— start Given data —

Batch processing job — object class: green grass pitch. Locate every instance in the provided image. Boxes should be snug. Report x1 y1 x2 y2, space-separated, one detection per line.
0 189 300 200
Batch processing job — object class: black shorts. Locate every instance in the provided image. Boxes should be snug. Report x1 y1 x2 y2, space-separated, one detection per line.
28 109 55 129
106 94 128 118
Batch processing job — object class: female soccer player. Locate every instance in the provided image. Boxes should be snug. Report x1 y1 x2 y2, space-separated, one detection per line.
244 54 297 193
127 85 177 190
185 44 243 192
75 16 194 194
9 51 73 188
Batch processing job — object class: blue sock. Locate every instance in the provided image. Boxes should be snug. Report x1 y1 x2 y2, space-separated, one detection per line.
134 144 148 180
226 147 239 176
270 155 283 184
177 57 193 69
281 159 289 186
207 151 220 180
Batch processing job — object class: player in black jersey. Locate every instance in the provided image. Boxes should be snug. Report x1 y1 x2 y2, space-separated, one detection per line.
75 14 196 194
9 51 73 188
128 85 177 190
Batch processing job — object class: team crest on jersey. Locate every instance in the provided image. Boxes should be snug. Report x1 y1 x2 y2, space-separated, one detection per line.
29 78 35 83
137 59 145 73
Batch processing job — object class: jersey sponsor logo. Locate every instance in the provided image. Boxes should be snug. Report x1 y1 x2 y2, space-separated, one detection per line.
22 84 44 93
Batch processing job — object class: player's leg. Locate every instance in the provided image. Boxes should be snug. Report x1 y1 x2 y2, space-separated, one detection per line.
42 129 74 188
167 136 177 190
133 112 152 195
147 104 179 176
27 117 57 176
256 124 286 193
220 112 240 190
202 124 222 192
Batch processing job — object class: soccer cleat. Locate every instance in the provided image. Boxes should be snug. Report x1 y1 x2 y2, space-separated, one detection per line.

— end Given data —

» **The task**: Write out the lines from the one with "Batch processing job — object class: black" to the one with "106 94 128 118", both included, unchanged.

» **Result below**:
Batch processing job — object class: black shorts. Locate every instance in the provided image. Boxes should be snug. Report x1 y1 x2 y2, space-separated, one detection per line.
28 109 55 129
106 94 128 118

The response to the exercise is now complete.